Gather every line in the items below that contains the word "pants", and copy each of those lines out in full.

Material provided:
+-------+
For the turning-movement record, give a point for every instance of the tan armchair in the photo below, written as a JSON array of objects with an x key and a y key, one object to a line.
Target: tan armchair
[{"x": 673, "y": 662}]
+-------+
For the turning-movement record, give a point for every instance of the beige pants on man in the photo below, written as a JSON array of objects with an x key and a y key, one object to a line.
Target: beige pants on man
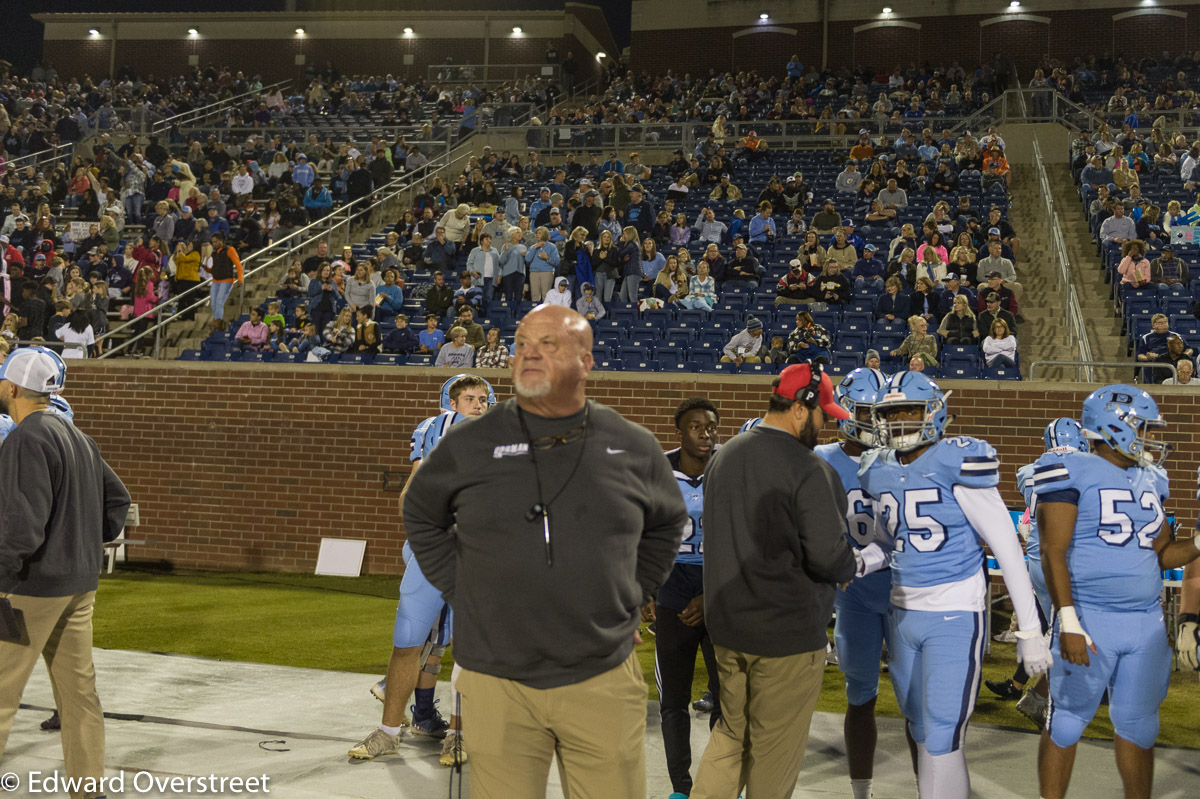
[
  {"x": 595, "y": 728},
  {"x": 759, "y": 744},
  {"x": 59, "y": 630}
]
+-------+
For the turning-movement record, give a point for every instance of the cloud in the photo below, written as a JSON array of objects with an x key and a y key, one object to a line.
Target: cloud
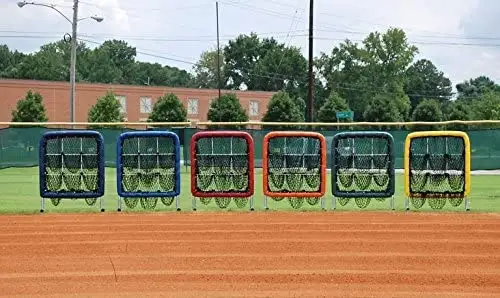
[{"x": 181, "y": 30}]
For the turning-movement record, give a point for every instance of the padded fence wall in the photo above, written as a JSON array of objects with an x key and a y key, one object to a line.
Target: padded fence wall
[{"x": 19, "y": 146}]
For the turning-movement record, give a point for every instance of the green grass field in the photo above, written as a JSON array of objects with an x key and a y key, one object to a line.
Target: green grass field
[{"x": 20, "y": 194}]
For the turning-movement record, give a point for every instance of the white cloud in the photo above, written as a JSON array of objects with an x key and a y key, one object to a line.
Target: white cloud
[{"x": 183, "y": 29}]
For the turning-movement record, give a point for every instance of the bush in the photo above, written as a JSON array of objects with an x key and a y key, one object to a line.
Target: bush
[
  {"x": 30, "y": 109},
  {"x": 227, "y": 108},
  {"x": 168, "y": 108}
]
+-------+
The answer:
For the turning-movement record, give a point for every instance of the beige pants on man in the photo below, written as a JSON array of objects with an x key and a y key, one object to a line.
Target: beige pants on man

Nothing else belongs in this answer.